> Records provided
:::
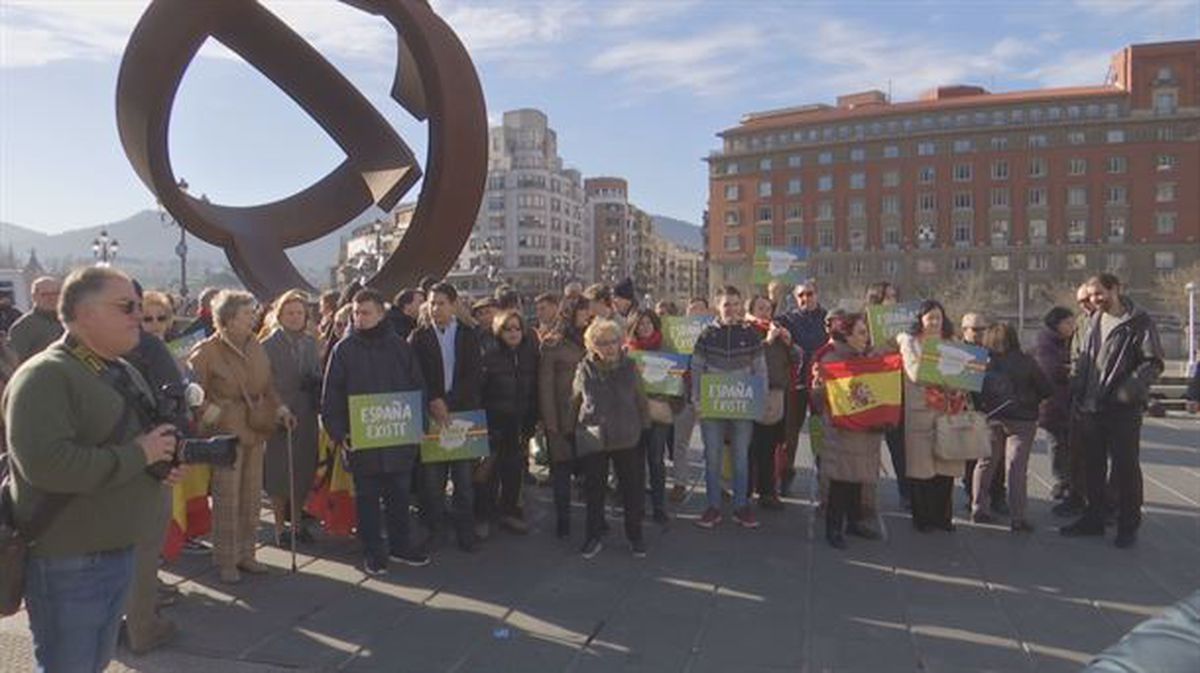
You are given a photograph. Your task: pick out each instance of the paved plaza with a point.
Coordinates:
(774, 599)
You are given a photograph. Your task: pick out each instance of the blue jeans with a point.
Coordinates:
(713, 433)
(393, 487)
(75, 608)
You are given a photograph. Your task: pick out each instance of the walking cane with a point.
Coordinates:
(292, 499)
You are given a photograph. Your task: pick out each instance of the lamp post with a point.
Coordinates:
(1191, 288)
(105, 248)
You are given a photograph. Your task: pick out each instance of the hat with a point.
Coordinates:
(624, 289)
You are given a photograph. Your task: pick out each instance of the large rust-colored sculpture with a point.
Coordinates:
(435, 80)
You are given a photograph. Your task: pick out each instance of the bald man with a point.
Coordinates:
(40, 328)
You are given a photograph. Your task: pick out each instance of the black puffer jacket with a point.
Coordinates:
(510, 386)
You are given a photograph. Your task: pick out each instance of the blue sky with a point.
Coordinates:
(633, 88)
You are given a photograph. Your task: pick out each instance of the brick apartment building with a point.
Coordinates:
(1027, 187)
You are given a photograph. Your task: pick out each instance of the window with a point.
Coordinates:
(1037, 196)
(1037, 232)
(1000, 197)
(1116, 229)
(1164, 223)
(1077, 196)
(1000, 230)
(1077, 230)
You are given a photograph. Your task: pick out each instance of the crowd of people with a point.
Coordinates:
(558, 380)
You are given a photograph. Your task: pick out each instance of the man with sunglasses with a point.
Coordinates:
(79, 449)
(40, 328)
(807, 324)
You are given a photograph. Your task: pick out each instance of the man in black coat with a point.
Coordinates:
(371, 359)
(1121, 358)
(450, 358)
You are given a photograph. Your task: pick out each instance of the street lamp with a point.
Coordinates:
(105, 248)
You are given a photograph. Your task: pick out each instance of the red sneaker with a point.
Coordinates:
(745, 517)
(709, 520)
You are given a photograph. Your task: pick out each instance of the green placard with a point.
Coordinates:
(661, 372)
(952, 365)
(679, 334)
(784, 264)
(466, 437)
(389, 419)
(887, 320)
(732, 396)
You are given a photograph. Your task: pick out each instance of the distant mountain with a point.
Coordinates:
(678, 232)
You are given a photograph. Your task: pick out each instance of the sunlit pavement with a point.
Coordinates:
:::
> Brief
Please return the lines above exactly, with the pictures omitted.

> Response for this exercise
You are given a photograph. Your task: pick out each instance of the paved plaza with a point.
Coordinates:
(774, 599)
You are given a photograph. Your task: pick out each instance of the blue jeans with a point.
Coordinates:
(713, 433)
(393, 487)
(75, 608)
You are given a photograph. Your task: pick out each instance of the walking cane with a point.
Coordinates:
(292, 499)
You are given a photograph. Your task: pick out each instance of the lamp post with a point.
Coordinates:
(1191, 288)
(105, 248)
You are given a photograph. Your task: pick out each instance of the hat with a point.
Coordinates:
(624, 289)
You are given a photograph. Your task: pick out each instance of the large rust-colored sculpture with a point.
Coordinates:
(435, 80)
You are given a photograph. Your task: pick out each instance of the bald man with a point.
Coordinates:
(40, 328)
You are given a photograph. Your task: pick out each instance of the black puffer jacket with a point.
Coordinates:
(510, 386)
You are given a photograph. Your task: pick out each instance of the blue sky with a point.
Coordinates:
(633, 88)
You are given a photograph. Your task: pick out each instance of the brick apartment building with a point.
Coordinates:
(1027, 187)
You are given a photograph. Your task: pick out each instance of the window with a point.
Coordinates:
(1037, 196)
(1037, 232)
(1000, 197)
(1116, 229)
(1164, 223)
(1077, 196)
(1000, 230)
(1077, 230)
You are given a photograph. Your task: pick out each instance of the crowd of people with a point.
Coordinates:
(558, 380)
You are given a photograph. Your task: pick out each instance of the man with sunglasses with a point.
Coordinates:
(79, 449)
(40, 328)
(807, 324)
You are given a photograph. Your task: pick out each instance of the man in black coat with a point.
Coordinates:
(371, 359)
(1121, 358)
(450, 358)
You are given a photograph. Your task: pick out each instance of the street lamp with a point.
Coordinates:
(105, 248)
You are given a photograph. Your task: pick out each instance of the red sneaker with a point.
Coordinates:
(745, 517)
(709, 520)
You are given a photograph. Your task: pick out each instance of the green placard with a point.
Coordinates:
(661, 372)
(952, 365)
(679, 334)
(784, 264)
(466, 437)
(389, 419)
(887, 320)
(732, 396)
You are given a photograph. Your task: pick out each instance of the distant mountain with a point.
Coordinates:
(678, 232)
You are given a photograph. Your task: pick out each instance of the sunlit pavement with a point.
Coordinates:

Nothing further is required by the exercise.